Task prompt. Reproduce all of the data below without alteration; exclude every picture.

====== Records for the exercise

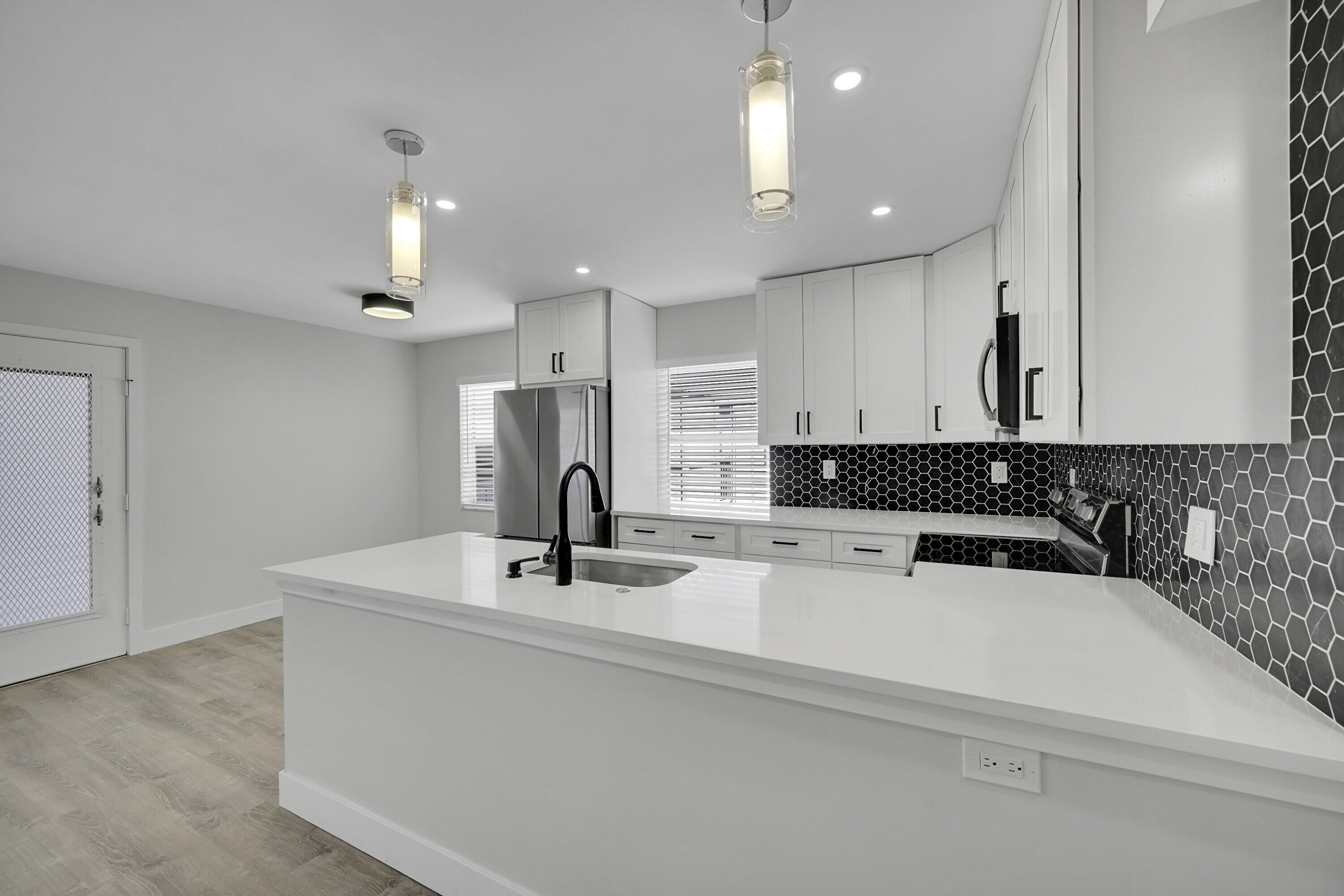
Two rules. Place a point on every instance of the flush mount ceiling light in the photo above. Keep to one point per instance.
(388, 307)
(767, 125)
(408, 237)
(849, 78)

============

Solution to this problem.
Two rules. Place a point on every instance of the flush mount ceiling light in the photo above. Keep to one point per instance.
(388, 307)
(767, 125)
(408, 237)
(849, 78)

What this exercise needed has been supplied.